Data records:
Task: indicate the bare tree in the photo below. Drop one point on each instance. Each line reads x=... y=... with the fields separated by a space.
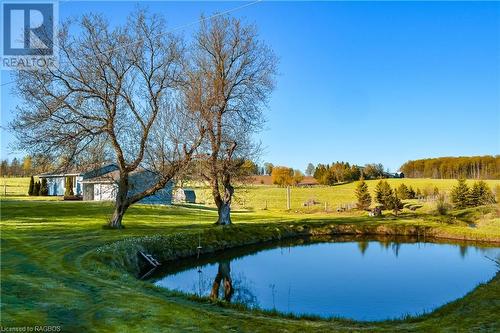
x=116 y=88
x=230 y=79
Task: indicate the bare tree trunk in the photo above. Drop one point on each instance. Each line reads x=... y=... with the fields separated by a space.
x=224 y=204
x=121 y=204
x=224 y=211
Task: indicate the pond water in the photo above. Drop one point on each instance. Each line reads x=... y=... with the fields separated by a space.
x=367 y=279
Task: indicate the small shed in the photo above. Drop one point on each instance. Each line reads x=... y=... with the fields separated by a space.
x=185 y=195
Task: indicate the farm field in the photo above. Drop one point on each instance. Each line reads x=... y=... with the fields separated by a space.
x=256 y=197
x=50 y=243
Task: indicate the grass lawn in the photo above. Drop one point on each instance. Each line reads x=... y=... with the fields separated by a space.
x=50 y=275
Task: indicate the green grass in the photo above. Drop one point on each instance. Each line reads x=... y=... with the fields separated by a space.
x=14 y=186
x=59 y=267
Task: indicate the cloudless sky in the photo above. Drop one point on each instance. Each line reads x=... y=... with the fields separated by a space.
x=358 y=81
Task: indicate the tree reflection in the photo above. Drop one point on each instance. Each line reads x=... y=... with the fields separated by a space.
x=224 y=276
x=363 y=246
x=235 y=289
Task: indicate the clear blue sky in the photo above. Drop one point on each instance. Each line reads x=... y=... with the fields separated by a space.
x=360 y=82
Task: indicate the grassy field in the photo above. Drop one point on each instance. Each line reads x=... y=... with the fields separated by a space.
x=257 y=197
x=14 y=186
x=50 y=275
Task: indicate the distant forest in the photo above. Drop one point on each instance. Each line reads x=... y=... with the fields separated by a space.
x=478 y=167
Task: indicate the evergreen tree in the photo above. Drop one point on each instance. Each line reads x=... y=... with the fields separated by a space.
x=363 y=195
x=480 y=194
x=403 y=192
x=460 y=194
x=36 y=188
x=436 y=191
x=411 y=193
x=44 y=189
x=383 y=194
x=310 y=169
x=395 y=203
x=31 y=187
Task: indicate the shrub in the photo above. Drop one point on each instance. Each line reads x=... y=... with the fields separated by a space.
x=442 y=206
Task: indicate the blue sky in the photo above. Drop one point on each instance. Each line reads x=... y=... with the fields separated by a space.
x=359 y=81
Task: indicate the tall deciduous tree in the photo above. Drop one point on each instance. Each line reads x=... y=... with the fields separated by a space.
x=231 y=77
x=31 y=188
x=113 y=86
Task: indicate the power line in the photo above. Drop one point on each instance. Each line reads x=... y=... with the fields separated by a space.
x=174 y=29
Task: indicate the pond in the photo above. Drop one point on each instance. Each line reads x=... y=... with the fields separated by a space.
x=362 y=279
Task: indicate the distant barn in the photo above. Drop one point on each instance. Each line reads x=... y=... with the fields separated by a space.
x=186 y=195
x=101 y=184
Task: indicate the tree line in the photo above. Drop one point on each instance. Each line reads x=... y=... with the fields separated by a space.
x=462 y=196
x=147 y=100
x=475 y=167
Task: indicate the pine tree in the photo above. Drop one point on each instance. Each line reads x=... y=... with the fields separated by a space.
x=395 y=203
x=31 y=187
x=363 y=195
x=460 y=194
x=480 y=194
x=436 y=191
x=411 y=193
x=44 y=189
x=383 y=194
x=403 y=192
x=36 y=188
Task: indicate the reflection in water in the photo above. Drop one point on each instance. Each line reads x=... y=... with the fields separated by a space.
x=362 y=246
x=354 y=279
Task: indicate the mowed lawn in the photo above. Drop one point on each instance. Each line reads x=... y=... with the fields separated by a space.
x=257 y=197
x=48 y=275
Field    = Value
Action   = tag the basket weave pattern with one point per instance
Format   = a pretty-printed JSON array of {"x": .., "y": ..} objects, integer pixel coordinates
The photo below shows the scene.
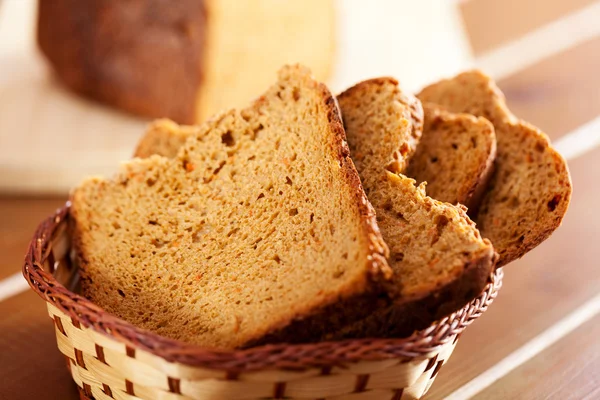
[{"x": 111, "y": 359}]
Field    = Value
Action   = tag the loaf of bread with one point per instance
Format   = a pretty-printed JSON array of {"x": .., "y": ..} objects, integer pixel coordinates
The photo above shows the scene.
[
  {"x": 530, "y": 190},
  {"x": 439, "y": 260},
  {"x": 257, "y": 230},
  {"x": 182, "y": 59},
  {"x": 438, "y": 257},
  {"x": 455, "y": 156}
]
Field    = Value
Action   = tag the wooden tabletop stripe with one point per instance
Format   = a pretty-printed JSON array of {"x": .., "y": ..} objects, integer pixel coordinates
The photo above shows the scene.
[
  {"x": 491, "y": 23},
  {"x": 529, "y": 350},
  {"x": 556, "y": 37},
  {"x": 560, "y": 93},
  {"x": 567, "y": 370}
]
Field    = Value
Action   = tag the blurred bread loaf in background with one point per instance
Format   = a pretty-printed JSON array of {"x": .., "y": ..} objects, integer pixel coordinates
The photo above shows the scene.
[{"x": 182, "y": 59}]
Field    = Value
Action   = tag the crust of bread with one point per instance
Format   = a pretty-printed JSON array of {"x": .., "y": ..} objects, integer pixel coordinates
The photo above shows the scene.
[
  {"x": 458, "y": 142},
  {"x": 358, "y": 296},
  {"x": 515, "y": 218}
]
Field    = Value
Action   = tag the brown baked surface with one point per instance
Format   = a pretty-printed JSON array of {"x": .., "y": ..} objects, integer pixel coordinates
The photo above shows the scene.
[
  {"x": 437, "y": 255},
  {"x": 530, "y": 190},
  {"x": 439, "y": 259},
  {"x": 182, "y": 59},
  {"x": 256, "y": 229},
  {"x": 455, "y": 156}
]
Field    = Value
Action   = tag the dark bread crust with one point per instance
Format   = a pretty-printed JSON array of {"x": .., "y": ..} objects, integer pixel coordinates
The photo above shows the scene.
[
  {"x": 358, "y": 297},
  {"x": 110, "y": 50},
  {"x": 468, "y": 188},
  {"x": 530, "y": 190},
  {"x": 406, "y": 312},
  {"x": 403, "y": 318},
  {"x": 348, "y": 307},
  {"x": 413, "y": 112}
]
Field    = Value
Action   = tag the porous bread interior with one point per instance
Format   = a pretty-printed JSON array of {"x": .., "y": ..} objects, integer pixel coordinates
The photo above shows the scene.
[
  {"x": 396, "y": 138},
  {"x": 430, "y": 242},
  {"x": 164, "y": 138},
  {"x": 530, "y": 190},
  {"x": 259, "y": 219},
  {"x": 454, "y": 155}
]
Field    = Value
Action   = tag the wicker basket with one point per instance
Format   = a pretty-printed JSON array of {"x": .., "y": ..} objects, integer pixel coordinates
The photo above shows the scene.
[{"x": 111, "y": 359}]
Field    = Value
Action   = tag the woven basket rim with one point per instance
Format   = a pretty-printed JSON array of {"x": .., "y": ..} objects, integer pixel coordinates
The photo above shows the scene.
[{"x": 267, "y": 357}]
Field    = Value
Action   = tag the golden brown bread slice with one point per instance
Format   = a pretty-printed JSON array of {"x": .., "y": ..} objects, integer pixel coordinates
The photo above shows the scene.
[
  {"x": 164, "y": 138},
  {"x": 258, "y": 229},
  {"x": 440, "y": 261},
  {"x": 530, "y": 191},
  {"x": 455, "y": 156}
]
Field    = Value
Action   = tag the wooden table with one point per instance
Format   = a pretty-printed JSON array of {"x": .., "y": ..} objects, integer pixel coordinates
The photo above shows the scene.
[{"x": 540, "y": 339}]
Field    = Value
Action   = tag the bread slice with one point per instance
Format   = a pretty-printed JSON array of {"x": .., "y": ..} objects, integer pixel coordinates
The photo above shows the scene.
[
  {"x": 164, "y": 138},
  {"x": 530, "y": 191},
  {"x": 439, "y": 259},
  {"x": 258, "y": 230},
  {"x": 399, "y": 125},
  {"x": 455, "y": 156}
]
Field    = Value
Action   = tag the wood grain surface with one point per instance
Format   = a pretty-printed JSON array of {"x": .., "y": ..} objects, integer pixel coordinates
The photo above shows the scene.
[
  {"x": 490, "y": 23},
  {"x": 19, "y": 218},
  {"x": 570, "y": 369},
  {"x": 31, "y": 367},
  {"x": 559, "y": 93}
]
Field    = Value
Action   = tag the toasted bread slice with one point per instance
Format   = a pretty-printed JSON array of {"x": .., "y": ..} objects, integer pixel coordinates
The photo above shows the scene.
[
  {"x": 455, "y": 156},
  {"x": 257, "y": 230},
  {"x": 164, "y": 138},
  {"x": 439, "y": 260},
  {"x": 530, "y": 190}
]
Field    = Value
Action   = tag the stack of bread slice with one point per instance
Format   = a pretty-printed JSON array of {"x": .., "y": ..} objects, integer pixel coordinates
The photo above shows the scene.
[{"x": 278, "y": 223}]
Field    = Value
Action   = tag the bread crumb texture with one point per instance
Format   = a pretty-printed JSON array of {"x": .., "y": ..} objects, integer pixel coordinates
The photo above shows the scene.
[{"x": 530, "y": 190}]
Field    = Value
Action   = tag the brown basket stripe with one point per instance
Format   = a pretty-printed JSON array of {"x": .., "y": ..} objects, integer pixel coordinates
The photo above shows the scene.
[{"x": 109, "y": 358}]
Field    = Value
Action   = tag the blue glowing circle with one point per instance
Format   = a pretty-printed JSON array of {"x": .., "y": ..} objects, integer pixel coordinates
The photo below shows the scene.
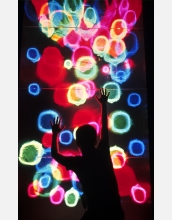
[
  {"x": 115, "y": 91},
  {"x": 136, "y": 147},
  {"x": 120, "y": 76},
  {"x": 77, "y": 186},
  {"x": 44, "y": 119},
  {"x": 119, "y": 118},
  {"x": 66, "y": 137},
  {"x": 134, "y": 99},
  {"x": 33, "y": 55},
  {"x": 34, "y": 89},
  {"x": 45, "y": 180},
  {"x": 45, "y": 160}
]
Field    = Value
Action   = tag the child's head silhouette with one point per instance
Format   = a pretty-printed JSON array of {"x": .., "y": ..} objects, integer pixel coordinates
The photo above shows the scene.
[{"x": 86, "y": 137}]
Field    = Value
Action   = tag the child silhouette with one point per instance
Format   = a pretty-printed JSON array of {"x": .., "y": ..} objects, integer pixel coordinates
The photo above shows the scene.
[{"x": 94, "y": 168}]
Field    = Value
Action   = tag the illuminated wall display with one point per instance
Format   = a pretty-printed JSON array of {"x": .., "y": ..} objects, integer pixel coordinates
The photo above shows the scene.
[{"x": 70, "y": 49}]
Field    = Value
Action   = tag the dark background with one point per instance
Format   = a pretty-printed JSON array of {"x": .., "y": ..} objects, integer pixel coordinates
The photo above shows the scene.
[{"x": 29, "y": 108}]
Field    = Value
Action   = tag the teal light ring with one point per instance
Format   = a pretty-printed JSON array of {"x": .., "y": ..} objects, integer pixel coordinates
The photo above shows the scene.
[{"x": 128, "y": 122}]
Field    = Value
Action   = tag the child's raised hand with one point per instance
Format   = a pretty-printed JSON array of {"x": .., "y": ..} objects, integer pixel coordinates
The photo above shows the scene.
[
  {"x": 103, "y": 96},
  {"x": 55, "y": 125}
]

# Do this
Count the lines above that contain the string "stripe", treating uppercase and lowercase as different, and reply with the number alone.

# Reply to the exercise
2